WHAT YOU SHOULD DO: Copy every line of the records below, keeping each character unchanged.

## Begin

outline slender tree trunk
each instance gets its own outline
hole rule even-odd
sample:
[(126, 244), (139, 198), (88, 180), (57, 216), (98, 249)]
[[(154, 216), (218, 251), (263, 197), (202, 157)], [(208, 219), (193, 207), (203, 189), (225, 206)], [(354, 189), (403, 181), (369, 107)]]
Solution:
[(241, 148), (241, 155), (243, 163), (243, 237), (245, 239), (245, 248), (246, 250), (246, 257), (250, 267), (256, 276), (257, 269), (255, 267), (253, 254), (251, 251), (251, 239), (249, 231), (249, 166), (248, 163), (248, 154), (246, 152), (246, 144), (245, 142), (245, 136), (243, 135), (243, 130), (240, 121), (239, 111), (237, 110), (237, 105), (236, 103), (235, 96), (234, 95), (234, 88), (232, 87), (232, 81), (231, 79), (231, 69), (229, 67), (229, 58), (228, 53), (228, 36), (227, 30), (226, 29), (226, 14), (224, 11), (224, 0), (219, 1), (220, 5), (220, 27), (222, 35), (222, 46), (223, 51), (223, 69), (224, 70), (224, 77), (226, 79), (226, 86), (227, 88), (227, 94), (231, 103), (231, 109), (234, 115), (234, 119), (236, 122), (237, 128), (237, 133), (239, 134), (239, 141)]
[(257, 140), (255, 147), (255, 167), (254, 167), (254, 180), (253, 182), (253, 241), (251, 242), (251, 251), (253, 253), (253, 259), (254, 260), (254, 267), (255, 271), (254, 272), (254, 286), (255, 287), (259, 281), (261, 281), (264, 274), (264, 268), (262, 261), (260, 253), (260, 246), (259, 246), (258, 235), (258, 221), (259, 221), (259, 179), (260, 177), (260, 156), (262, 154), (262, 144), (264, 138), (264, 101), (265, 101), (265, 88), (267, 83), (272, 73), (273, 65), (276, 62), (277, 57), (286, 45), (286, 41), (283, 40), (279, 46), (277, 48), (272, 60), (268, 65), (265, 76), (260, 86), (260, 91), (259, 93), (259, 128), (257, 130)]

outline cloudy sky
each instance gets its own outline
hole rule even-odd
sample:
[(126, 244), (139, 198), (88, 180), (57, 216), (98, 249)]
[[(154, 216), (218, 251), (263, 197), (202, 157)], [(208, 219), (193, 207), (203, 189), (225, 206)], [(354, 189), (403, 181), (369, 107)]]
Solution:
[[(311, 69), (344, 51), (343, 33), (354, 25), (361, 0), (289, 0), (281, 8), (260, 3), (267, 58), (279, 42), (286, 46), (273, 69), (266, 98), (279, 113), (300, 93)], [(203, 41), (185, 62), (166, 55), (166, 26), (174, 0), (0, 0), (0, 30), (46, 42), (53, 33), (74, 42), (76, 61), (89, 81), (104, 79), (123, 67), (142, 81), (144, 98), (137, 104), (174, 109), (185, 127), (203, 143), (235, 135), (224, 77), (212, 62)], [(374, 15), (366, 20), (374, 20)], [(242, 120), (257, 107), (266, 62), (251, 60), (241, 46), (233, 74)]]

## End

RESULT:
outline slender tree trunk
each instance gets its own outline
hole rule even-odd
sample:
[(126, 244), (139, 198), (88, 180), (57, 216), (98, 249)]
[[(154, 216), (218, 251), (263, 197), (202, 157)], [(208, 219), (193, 207), (203, 189), (225, 206)], [(354, 189), (403, 181), (369, 107)]]
Solution:
[(241, 148), (241, 155), (243, 163), (243, 237), (245, 239), (245, 248), (246, 250), (246, 257), (250, 267), (256, 276), (257, 269), (255, 267), (253, 254), (251, 251), (251, 239), (249, 231), (249, 166), (248, 163), (248, 154), (246, 152), (246, 144), (245, 142), (245, 136), (243, 135), (243, 130), (240, 121), (239, 111), (237, 110), (237, 105), (236, 103), (235, 96), (234, 95), (234, 88), (232, 87), (232, 81), (231, 79), (231, 69), (229, 67), (229, 58), (228, 53), (228, 36), (227, 30), (226, 29), (226, 14), (224, 11), (224, 0), (219, 1), (220, 5), (220, 27), (222, 35), (222, 46), (223, 51), (223, 69), (224, 70), (224, 77), (226, 79), (226, 86), (227, 88), (227, 94), (231, 103), (231, 109), (234, 115), (234, 119), (236, 122), (237, 128), (237, 133), (239, 134), (239, 141)]
[(257, 140), (255, 147), (255, 167), (254, 167), (254, 180), (253, 182), (253, 241), (251, 242), (251, 251), (253, 253), (253, 259), (254, 260), (254, 267), (255, 271), (254, 272), (254, 286), (255, 287), (259, 281), (261, 281), (264, 274), (264, 268), (262, 261), (260, 253), (260, 246), (259, 246), (258, 235), (258, 221), (259, 221), (259, 179), (260, 177), (260, 156), (262, 154), (262, 144), (264, 138), (264, 101), (265, 101), (265, 88), (267, 83), (272, 73), (273, 65), (276, 62), (277, 57), (286, 45), (286, 41), (283, 40), (279, 46), (277, 48), (272, 60), (268, 65), (265, 76), (260, 86), (260, 91), (259, 93), (259, 128), (257, 130)]

outline cloudy sky
each instance gets its own outline
hole rule even-odd
sample:
[(126, 244), (139, 198), (88, 180), (57, 216), (98, 249)]
[[(154, 216), (218, 251), (263, 197), (202, 157)], [(208, 219), (193, 207), (203, 189), (225, 206)], [(354, 189), (403, 181), (369, 107)]]
Solution:
[[(311, 69), (344, 51), (343, 33), (354, 25), (361, 0), (289, 0), (281, 8), (260, 3), (267, 58), (279, 42), (286, 46), (273, 69), (266, 98), (279, 113), (300, 93)], [(203, 41), (185, 62), (166, 55), (166, 26), (174, 0), (0, 0), (0, 30), (46, 42), (53, 33), (74, 42), (76, 61), (89, 81), (104, 79), (123, 67), (142, 81), (144, 98), (137, 104), (174, 109), (185, 127), (203, 143), (235, 135), (224, 77), (212, 62)], [(374, 15), (366, 20), (374, 20)], [(242, 120), (257, 107), (266, 62), (251, 60), (241, 46), (233, 74)]]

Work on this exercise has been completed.